▸ **SOURCE**:
☆ ☆ ☆ ☆

Rangefinder lenses should include the latest 24/3.8 and 21/3.4 from Leica.
The 24 shows no CA according to Sean Reid's review.
My 21/3.4 is absent of CA, you might be able to force it to show ~1 pixel of red/blue if you examine the most extreme corner with overexposed tree branches wide open. Certainly less than the 21/2.8 Distagon.
freaklikeme wrote:
To the original question, "What lenses lack CA," there's a handful of APO LF lenses with maximum apertures of f/5.6 that lack any evident CA regardless of aperture setting. It's probably true of the Contax 645 120 macro and the R 280/4, but if lacking CA even wide open in all shooting scenarios is the criteria, none of these lenses belong on this list:
Voigtlander APO Lanthar 125mm f/2.5 Macro (1:1) - About $2.3k
Nikkor 200/2 AF-S VR I and II.
Canon EF 70-200mm f/2.8 L IS II USM
(C/Y or ZE/ZF) Zeiss Distagon 21/2.8
Zeiss (Contax N) 85/1.4
Zeiss (C/Y) Planar 85/1.2
Angenieux 180/2.3 APO
Leica Elmarit-R 28mm f/2.8 V2
Leica APO-Summicron-R 90/2 ASPH
Leica APO-Macro-Elmarit-R 100mm f/2.8
Leica APO-Elmarit-R 180mm f/2.8
Leica APO-Summicron-R 180mm f/2
Sigma 150/2.8 macro
Leica APO-Telyt-R 180mm f/3.4
Pentax 200mm A* f/4 ED Macro
(C/Y) Zeiss Planar 85mm f/1.2 (Anniversary edition) - About $4k
Canon 200/1.8, 200/2
(Contax 645) Zeiss Distagon 35mm f/3.5...Show more →
The OS version of the Sigma 150 macro has no visible LoCA. It is quite different from the non-OS version. I think the OS version should be included, but not the non-OS version.

☆ ☆ ☆ ☆

Source data

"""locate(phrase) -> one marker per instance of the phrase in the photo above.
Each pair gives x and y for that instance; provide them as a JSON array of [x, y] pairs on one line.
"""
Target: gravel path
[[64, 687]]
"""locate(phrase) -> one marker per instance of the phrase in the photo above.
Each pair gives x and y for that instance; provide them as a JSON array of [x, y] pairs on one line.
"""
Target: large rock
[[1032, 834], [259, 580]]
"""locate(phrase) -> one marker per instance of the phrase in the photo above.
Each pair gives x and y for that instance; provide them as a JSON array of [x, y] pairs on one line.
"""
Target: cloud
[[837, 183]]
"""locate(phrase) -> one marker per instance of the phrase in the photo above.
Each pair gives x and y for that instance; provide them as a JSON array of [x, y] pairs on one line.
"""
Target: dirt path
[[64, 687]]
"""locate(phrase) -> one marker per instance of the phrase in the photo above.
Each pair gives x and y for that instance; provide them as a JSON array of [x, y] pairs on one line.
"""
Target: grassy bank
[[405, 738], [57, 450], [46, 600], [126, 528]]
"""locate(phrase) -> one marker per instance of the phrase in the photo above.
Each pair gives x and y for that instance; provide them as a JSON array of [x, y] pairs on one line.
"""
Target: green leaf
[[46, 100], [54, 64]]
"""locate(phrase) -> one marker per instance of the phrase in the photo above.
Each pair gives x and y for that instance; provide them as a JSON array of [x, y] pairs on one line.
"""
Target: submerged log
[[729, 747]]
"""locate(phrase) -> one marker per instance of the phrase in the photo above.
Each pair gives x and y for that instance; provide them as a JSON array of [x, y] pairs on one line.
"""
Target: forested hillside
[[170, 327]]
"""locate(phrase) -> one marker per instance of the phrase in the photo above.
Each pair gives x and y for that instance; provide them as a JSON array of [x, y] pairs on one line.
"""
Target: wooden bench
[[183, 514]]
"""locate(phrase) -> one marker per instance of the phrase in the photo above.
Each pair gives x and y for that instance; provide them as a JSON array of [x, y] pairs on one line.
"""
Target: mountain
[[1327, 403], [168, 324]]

☆ ☆ ☆ ☆

▸ **LIST OF TASKS**:
1) Rewrite the paragraph in the lens discussion that begins "To the original question" in a shorter form, keeping its main facts.
2) Answer these questions using the lens discussion:
(a) Whose review is cited as finding no CA in the 24/3.8?
(b) What approximate price is given for the Voigtlander APO Lanthar 125mm f/2.5 Macro?
(c) Which version of the Sigma 150 macro does the final comment say should be included?
3) Extend the lens discussion with one more reply that follows on from its final comment.

▸ **EXERCISE ANSWERS**:
1) Some APO large-format lenses with a maximum aperture of f/5.6 show no evident CA at any aperture. This is probably also true of the Contax 645 120 macro and the R 280/4. However, if the criterion is no CA even wide open in every shooting scenario, none of the listed lenses belong on the list.

2)
(a) Sean Reid's.
(b) About $2.3k.
(c) The OS version.

3)
Gunzorro wrote:
Bif -- How do Canon's 90 TS-E and new 100L stack up? I'm not as widely versed in these esoteric lenses on your list, but these two seem pretty clean to me, in the same range as the 24 TS-E II.
The 90 TS-E is free of lateral CA, but has serious LoCA. This is the case with many lenses. LoCA is where they all fail.
freaklikeme wrote:
To the original question, "What lenses lack CA," there's a handful of APO LF lenses with maximum apertures of f/5.6 that lack any evident CA regardless of aperture setting. It's probably true of the Contax 645 120 macro and the R 280/4, ...
I'm sorry to report that the Apo-Telyt-R 280 does have color aberrations. Not much, mind you, but a small (and correctable) amount of TCA. For bokeh fans, color uniformity is also slightly off. Based on web samples (diglloyd), best lens for color performance is the CoastalOpt UV-VIS-IR 60mm Apo Macro. Price: $4650, and 1% linear distortion.
The only two lenses I own which has no apparent CA is Contax 120/4 APO macro and the Canon FDn 300/2.8L. Every other lens I've tried has at least som CA at wide apertures.
Not that it matters much when CA is slight, but it can be very annoying whith severe purple fringing from lenses such as the ZF 85/1.4 or HB 110/2 which are extreme.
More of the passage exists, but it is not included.